AVAILABLE DATA: Begin

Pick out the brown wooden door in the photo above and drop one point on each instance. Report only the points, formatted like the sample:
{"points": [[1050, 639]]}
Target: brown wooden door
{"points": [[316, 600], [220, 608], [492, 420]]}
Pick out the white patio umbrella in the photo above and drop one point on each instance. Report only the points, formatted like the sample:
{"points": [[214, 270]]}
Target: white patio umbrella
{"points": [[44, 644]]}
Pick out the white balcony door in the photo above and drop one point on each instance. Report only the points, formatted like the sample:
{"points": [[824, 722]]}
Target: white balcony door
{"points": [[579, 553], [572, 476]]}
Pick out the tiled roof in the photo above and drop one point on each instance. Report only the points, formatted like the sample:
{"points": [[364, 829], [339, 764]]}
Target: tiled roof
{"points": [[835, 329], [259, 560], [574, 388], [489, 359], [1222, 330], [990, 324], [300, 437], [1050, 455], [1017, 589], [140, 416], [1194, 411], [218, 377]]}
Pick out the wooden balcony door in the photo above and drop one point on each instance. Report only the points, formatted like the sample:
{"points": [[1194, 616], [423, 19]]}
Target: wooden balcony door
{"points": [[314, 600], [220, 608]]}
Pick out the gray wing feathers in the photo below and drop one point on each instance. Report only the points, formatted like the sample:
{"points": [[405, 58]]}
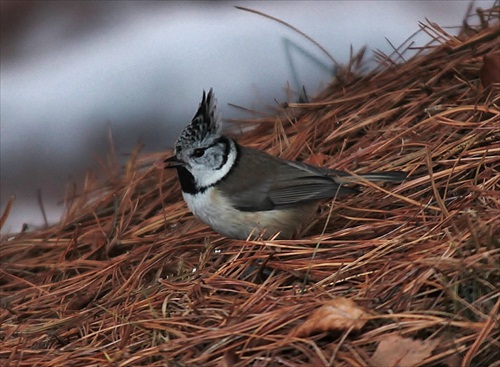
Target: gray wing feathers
{"points": [[263, 182]]}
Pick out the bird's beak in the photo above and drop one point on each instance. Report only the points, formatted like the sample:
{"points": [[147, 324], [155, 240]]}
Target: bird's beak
{"points": [[172, 162]]}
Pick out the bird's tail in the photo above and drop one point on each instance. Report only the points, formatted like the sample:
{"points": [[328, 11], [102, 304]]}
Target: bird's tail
{"points": [[389, 176]]}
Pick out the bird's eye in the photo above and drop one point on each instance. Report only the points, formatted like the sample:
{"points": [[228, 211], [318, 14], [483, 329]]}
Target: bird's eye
{"points": [[198, 152]]}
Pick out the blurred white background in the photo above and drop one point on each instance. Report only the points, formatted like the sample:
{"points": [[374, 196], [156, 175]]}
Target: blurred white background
{"points": [[72, 70]]}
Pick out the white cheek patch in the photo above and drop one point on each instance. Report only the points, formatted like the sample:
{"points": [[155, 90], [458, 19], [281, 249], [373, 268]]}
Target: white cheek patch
{"points": [[206, 177]]}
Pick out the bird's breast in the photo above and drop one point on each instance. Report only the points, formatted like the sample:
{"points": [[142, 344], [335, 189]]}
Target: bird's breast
{"points": [[216, 210]]}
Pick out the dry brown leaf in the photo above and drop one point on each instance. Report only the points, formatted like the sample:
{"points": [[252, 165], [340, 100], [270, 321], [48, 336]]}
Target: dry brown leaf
{"points": [[338, 314], [396, 351], [490, 71]]}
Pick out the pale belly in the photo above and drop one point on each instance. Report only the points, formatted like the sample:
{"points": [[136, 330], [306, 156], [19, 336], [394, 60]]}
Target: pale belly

AVAILABLE DATA: End

_INSTRUCTIONS TO FOLLOW_
Everything in the records should be repeated exactly except the images.

_ANSWER BOX_
Pick out the brown wooden door in the photo above and drop one point on each instance. Report only the points, formatted like the sample:
{"points": [[1050, 639]]}
Target: brown wooden door
{"points": [[316, 600], [220, 608], [492, 420]]}
Pick out the white patio umbrella in the photo above and drop one point on each instance. Report only the points, formatted like the sample:
{"points": [[214, 270]]}
Target: white patio umbrella
{"points": [[44, 644]]}
Pick out the white balcony door in the photo above and drop one point on each instance. Report only the points, formatted like the sample:
{"points": [[824, 722]]}
Target: white balcony door
{"points": [[579, 553], [572, 476]]}
Pick out the tiled roof in the photo above and drop one point on each instance. Report only the points, formatted like the sample:
{"points": [[364, 829], [339, 764]]}
Target: tiled roof
{"points": [[835, 329], [259, 560], [574, 388], [489, 359], [1222, 330], [990, 324], [300, 437], [1050, 455], [1017, 589], [140, 416], [1194, 411], [218, 377]]}
Pick out the wooden balcony door in the photo above and drop one point on each instance. Report only the points, formatted like the sample:
{"points": [[1194, 616], [423, 19]]}
Target: wooden balcony door
{"points": [[314, 600], [220, 608]]}
Pick out the gray wing feathers in the photo below and drop one point on each instance. Report only the points, formatted like the sample:
{"points": [[405, 58]]}
Target: gray wing feathers
{"points": [[263, 182]]}
Pick out the bird's beak in the photo above and drop one point on each instance. Report only the points, formatted like the sample:
{"points": [[147, 324], [155, 240]]}
Target: bird's beak
{"points": [[172, 162]]}
Pick out the bird's tail in the photo above and drop one point on each instance. Report only the points, formatted like the sample:
{"points": [[328, 11], [102, 304]]}
Target: bird's tail
{"points": [[389, 176]]}
Pick out the bird's eye in the photo above and drop one point on each instance. Report only the points, formatted like the sample:
{"points": [[228, 211], [318, 14], [483, 329]]}
Target: bird's eye
{"points": [[198, 152]]}
Pick out the blurred white background in the photo above and drop one point on each instance. Report only the points, formatted like the sample:
{"points": [[374, 196], [156, 175]]}
Target: blurred white background
{"points": [[72, 70]]}
Pick out the white cheek patch in the photo above and drop one point on each instance. Report only the points, formatted like the sample:
{"points": [[155, 90], [458, 19], [281, 249], [373, 268]]}
Target: white cheek patch
{"points": [[206, 177]]}
Pick out the bird's breast in the photo above and drop one point on each instance. Report only the points, formatted like the sample:
{"points": [[142, 344], [335, 189]]}
Target: bird's breast
{"points": [[216, 210]]}
Pick out the dry brown leaf in the photo above and drop one point on each instance. Report only the points, formatted like the sample:
{"points": [[252, 165], [340, 100], [270, 321], [48, 336]]}
Target: dry brown leaf
{"points": [[338, 314], [396, 351], [490, 71]]}
Pick out the pale belly in the photo above and drop one point on each instance. Report only the points, formatted like the sample:
{"points": [[136, 330], [306, 156], [19, 336], [394, 60]]}
Target: pale belly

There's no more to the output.